*** Begin section ***

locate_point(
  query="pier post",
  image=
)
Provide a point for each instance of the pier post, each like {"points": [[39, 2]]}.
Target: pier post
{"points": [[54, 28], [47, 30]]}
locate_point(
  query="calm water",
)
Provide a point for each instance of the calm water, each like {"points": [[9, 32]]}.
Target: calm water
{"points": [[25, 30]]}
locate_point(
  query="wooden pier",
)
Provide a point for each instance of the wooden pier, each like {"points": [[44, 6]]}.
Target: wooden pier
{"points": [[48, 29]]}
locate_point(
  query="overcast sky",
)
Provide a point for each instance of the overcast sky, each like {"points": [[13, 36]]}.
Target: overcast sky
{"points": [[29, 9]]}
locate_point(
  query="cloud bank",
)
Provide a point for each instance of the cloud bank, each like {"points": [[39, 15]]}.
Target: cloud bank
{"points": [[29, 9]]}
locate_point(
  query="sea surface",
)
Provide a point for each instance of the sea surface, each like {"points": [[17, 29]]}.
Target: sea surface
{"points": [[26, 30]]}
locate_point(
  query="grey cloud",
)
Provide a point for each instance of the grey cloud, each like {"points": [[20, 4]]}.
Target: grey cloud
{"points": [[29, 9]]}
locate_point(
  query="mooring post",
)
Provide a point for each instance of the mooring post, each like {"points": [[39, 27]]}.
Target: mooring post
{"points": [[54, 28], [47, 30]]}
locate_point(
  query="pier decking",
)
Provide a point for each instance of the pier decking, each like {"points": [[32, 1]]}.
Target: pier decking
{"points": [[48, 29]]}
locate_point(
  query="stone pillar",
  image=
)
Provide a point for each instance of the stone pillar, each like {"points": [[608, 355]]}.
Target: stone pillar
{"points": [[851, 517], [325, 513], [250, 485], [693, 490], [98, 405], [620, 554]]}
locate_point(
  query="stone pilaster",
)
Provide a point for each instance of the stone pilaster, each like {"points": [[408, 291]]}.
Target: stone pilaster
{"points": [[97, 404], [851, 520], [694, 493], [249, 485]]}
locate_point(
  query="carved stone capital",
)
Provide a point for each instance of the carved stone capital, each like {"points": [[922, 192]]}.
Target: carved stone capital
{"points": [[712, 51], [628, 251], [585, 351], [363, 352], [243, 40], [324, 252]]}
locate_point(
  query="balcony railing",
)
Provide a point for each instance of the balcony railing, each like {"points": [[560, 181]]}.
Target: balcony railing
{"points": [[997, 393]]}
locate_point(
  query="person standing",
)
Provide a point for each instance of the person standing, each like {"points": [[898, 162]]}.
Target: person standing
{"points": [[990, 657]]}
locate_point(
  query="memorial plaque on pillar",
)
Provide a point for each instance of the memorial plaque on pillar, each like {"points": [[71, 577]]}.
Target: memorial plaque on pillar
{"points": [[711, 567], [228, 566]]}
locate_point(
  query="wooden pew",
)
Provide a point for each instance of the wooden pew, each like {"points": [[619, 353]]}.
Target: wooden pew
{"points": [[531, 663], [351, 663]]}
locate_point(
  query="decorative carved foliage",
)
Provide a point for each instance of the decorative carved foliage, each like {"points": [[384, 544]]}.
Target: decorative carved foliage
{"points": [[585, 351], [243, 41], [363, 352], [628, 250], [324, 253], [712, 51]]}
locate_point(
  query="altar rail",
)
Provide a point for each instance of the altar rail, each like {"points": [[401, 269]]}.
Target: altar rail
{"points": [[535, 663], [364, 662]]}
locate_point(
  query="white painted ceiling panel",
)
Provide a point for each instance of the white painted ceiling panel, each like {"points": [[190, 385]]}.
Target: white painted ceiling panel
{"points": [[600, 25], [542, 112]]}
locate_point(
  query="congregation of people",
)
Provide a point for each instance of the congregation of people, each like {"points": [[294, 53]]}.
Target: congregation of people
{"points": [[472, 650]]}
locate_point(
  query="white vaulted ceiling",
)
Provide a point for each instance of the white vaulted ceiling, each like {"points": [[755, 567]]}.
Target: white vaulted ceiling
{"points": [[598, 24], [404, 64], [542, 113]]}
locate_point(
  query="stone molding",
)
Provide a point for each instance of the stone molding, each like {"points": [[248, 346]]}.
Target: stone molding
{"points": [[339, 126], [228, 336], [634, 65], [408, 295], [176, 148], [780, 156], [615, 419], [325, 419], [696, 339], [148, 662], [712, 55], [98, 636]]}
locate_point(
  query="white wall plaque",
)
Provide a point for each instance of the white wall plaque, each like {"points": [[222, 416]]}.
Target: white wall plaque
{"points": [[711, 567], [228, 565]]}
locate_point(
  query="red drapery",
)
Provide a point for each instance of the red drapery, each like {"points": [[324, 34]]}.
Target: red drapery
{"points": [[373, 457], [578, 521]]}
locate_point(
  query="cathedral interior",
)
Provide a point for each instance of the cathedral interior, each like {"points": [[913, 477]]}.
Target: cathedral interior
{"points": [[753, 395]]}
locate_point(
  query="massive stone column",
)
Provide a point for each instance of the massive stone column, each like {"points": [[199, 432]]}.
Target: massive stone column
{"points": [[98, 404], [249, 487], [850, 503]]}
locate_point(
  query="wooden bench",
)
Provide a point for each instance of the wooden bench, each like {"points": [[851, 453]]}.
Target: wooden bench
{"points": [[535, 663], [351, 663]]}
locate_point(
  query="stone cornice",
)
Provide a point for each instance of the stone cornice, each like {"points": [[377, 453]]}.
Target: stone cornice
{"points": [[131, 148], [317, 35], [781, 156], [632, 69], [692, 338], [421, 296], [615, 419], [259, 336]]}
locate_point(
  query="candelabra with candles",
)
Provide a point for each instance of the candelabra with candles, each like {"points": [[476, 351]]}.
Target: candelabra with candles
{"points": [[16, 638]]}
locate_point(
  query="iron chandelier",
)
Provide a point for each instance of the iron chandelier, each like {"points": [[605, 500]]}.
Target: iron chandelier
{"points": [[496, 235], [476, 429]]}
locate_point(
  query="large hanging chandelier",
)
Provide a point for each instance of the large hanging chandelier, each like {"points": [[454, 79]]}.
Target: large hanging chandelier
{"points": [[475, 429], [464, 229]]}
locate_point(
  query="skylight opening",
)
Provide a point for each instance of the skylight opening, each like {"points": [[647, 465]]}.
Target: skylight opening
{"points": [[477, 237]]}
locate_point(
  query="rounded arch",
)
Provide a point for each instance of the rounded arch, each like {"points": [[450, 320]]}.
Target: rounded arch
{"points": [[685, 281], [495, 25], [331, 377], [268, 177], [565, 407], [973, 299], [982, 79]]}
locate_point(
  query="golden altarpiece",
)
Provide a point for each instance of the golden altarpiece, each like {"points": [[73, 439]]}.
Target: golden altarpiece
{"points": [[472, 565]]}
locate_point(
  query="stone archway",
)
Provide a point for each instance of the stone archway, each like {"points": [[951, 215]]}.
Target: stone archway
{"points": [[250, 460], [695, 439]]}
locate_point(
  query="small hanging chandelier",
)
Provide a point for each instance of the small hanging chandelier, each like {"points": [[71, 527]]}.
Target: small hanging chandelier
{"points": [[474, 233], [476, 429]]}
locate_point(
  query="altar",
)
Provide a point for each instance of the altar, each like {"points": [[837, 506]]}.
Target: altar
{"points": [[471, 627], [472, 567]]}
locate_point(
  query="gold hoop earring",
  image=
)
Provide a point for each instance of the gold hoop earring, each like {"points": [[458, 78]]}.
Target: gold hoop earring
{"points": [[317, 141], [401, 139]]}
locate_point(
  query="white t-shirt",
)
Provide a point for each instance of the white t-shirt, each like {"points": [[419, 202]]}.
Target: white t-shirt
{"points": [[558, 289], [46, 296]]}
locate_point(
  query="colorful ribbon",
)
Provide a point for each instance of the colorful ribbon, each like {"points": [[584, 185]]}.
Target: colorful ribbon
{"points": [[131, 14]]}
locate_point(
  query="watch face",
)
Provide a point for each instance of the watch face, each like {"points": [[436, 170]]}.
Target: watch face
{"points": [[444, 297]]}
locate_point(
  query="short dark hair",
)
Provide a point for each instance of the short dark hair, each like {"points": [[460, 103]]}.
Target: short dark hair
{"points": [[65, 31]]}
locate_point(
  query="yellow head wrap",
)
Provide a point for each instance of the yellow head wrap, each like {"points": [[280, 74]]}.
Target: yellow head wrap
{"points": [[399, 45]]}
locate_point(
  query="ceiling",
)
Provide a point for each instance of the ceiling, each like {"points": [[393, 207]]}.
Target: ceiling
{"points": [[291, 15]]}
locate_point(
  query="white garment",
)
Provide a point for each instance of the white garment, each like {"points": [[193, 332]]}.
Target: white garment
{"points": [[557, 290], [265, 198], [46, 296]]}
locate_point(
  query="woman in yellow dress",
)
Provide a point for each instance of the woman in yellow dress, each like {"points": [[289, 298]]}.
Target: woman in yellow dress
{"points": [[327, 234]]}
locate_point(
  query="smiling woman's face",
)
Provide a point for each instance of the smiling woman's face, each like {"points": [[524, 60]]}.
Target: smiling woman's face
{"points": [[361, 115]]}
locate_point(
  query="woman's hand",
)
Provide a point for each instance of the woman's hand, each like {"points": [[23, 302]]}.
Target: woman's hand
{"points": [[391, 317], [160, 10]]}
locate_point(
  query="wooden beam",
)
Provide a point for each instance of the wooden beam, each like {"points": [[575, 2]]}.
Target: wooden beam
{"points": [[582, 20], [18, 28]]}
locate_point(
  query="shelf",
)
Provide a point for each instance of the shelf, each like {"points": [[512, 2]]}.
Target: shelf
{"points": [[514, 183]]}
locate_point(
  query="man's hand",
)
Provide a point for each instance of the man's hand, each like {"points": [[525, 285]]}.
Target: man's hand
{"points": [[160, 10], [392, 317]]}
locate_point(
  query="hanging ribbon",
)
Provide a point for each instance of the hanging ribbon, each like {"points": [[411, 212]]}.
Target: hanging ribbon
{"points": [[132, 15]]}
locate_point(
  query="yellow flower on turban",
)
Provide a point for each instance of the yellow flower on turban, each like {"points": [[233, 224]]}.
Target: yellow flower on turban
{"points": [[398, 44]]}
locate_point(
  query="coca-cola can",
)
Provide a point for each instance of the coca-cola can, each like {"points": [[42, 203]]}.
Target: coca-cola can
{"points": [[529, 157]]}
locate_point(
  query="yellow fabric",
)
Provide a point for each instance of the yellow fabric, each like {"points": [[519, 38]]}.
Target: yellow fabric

*** End section ***

_Work task_. Pick every line containing the word "fabric" out of the material, and copy those lines.

_Reply_.
  query="yellow fabric",
Provide a point for each instance of the yellow fabric, each like {"points": [[519, 38]]}.
Target: yellow fabric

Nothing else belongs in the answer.